=== Work required ===
The response must consist of the records below, copied exactly.

◆ ◆ ◆ ◆ ◆ ◆ ◆

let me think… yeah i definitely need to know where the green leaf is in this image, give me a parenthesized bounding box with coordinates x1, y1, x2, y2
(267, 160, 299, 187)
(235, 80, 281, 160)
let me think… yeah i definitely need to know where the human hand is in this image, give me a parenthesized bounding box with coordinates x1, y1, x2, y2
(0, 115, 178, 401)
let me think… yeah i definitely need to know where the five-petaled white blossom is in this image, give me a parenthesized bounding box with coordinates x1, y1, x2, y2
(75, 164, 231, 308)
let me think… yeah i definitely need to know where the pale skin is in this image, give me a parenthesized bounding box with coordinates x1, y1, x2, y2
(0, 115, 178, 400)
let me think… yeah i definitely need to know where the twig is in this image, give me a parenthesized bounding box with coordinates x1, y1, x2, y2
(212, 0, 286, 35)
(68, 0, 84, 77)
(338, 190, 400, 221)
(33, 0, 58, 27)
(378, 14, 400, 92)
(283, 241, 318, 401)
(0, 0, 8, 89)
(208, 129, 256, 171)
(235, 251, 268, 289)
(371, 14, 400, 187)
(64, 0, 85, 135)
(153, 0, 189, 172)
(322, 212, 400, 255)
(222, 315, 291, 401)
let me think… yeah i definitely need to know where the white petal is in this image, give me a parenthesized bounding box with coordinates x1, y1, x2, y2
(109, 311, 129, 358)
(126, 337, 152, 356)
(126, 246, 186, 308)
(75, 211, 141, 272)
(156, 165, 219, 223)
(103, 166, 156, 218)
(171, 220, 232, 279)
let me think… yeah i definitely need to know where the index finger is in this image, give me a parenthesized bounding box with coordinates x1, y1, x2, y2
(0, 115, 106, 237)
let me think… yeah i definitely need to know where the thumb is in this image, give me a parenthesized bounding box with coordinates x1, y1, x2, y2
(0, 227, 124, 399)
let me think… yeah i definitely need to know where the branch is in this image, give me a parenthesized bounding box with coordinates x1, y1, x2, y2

◆ ◆ ◆ ◆ ◆ ◆ ◆

=== Solution to this exercise ===
let me think… yeah i definitely need to know where the green leaf is in this image, give me a parenthesized bounding box with coordinates x1, y1, x2, y2
(267, 160, 299, 187)
(235, 80, 281, 160)
let me think… yeah i definitely need to know where the human hand is in this image, give me a parenthesized bounding box with coordinates x1, y1, x2, y2
(0, 115, 178, 401)
let me think… yeah i definitely need to know where the five-petaled white blossom is in this image, give me a parenthesized bounding box with coordinates x1, y1, x2, y2
(75, 164, 231, 308)
let me think… yeah i definitely need to know where the pale skin is in this image, give me a parenthesized bounding box with coordinates x1, y1, x2, y2
(0, 115, 178, 400)
let me think… yeah i definitely need to know where the twig is in this image, give me a parenthesized bounding box with coordinates x1, y1, x2, y2
(212, 0, 286, 35)
(68, 0, 84, 77)
(338, 190, 400, 221)
(33, 0, 58, 27)
(378, 14, 400, 92)
(283, 241, 318, 401)
(0, 0, 8, 89)
(208, 129, 256, 171)
(235, 251, 268, 289)
(371, 14, 400, 187)
(64, 0, 85, 135)
(153, 0, 189, 172)
(322, 212, 400, 255)
(222, 315, 291, 401)
let me think… yeah i definitely need to know where the white petal is in this image, give me a parenthesized bounding box with coordinates x1, y1, x2, y2
(109, 311, 129, 358)
(126, 337, 152, 356)
(126, 246, 186, 308)
(75, 211, 141, 272)
(156, 165, 219, 223)
(103, 166, 156, 218)
(171, 220, 232, 279)
let me think… yeah i definitely need to know where the index finger is in this image, give me a parenthesized bounding box with coordinates x1, y1, x2, y2
(0, 115, 106, 237)
let me think… yeah i definitely need to know where the thumb is in this image, give me a parenthesized bounding box with coordinates x1, y1, x2, y2
(0, 227, 124, 399)
let me think… yeah i definitely need to know where the branch is in this image, give me a parenthesized bounding box with coordinates x1, y1, x2, y2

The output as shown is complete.